Copy exactly, and only, the lines from the line containing "Label the thin" through the last line of the records below, both included.

□ □ □

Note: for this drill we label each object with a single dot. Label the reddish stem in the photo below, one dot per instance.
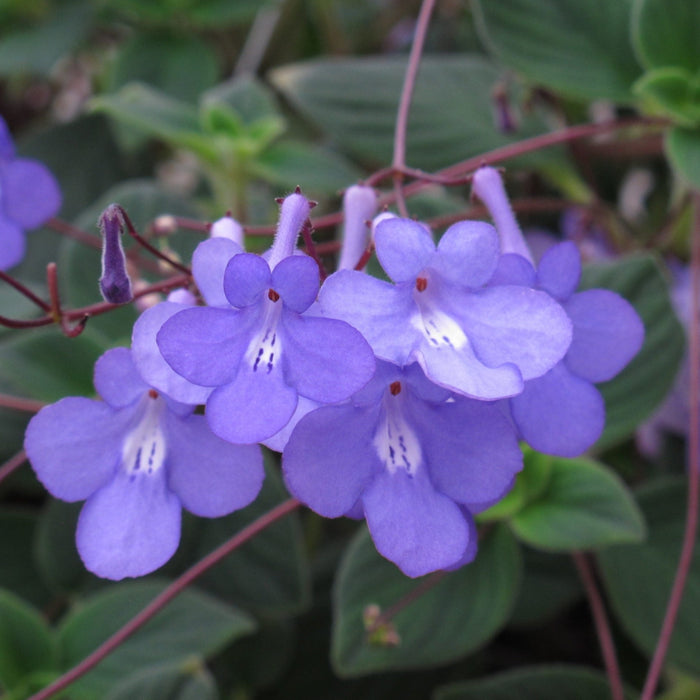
(12, 465)
(605, 639)
(163, 598)
(691, 518)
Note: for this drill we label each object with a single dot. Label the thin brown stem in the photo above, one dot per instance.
(163, 598)
(693, 501)
(600, 619)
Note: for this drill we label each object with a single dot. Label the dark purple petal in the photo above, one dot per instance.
(515, 324)
(413, 525)
(211, 477)
(608, 333)
(470, 447)
(513, 269)
(379, 310)
(330, 458)
(404, 248)
(209, 262)
(75, 446)
(324, 359)
(206, 345)
(559, 270)
(246, 277)
(12, 244)
(117, 379)
(467, 253)
(130, 527)
(7, 148)
(559, 413)
(252, 408)
(150, 363)
(296, 279)
(29, 192)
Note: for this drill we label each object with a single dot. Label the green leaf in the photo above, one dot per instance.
(355, 100)
(154, 113)
(17, 569)
(268, 575)
(534, 683)
(36, 50)
(26, 644)
(581, 49)
(674, 91)
(182, 66)
(467, 606)
(665, 33)
(638, 578)
(194, 624)
(186, 681)
(584, 506)
(643, 384)
(314, 168)
(683, 150)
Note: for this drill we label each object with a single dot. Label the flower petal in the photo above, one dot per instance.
(211, 477)
(117, 379)
(324, 359)
(205, 345)
(468, 253)
(74, 446)
(130, 527)
(608, 333)
(330, 458)
(471, 448)
(296, 279)
(253, 407)
(379, 310)
(246, 277)
(30, 192)
(559, 413)
(209, 262)
(559, 271)
(13, 244)
(404, 248)
(151, 364)
(514, 324)
(413, 525)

□ □ □

__Complete output__
Note: for this drill we label each object with a single dot. Label the thin brown stem in the photo above, one dot per instance.
(163, 598)
(693, 501)
(600, 619)
Note: for this drill we label each object with a single dot. Label the dark purple petal in the photo above, one dot per instance.
(515, 324)
(413, 525)
(211, 477)
(608, 333)
(470, 447)
(513, 269)
(379, 310)
(330, 458)
(404, 248)
(209, 262)
(75, 446)
(324, 359)
(206, 345)
(559, 270)
(246, 277)
(12, 244)
(117, 379)
(467, 253)
(130, 527)
(7, 148)
(559, 413)
(252, 408)
(150, 363)
(296, 279)
(29, 192)
Note: for this drill we label each object with a single dot. Label the green leaf in the photo above, one dot per instance.
(355, 100)
(154, 113)
(17, 569)
(268, 575)
(534, 683)
(36, 50)
(26, 644)
(581, 49)
(674, 91)
(182, 66)
(467, 606)
(665, 33)
(638, 578)
(194, 624)
(186, 681)
(584, 506)
(643, 384)
(314, 168)
(683, 150)
Note: for this drill we label each object with a single dot. Label the flower petal in the photo above, one dot per instance.
(211, 477)
(117, 379)
(324, 359)
(205, 345)
(468, 253)
(74, 446)
(130, 527)
(608, 333)
(330, 458)
(471, 448)
(296, 279)
(253, 407)
(379, 310)
(246, 277)
(30, 192)
(559, 413)
(209, 262)
(559, 271)
(13, 244)
(404, 248)
(151, 364)
(514, 324)
(413, 525)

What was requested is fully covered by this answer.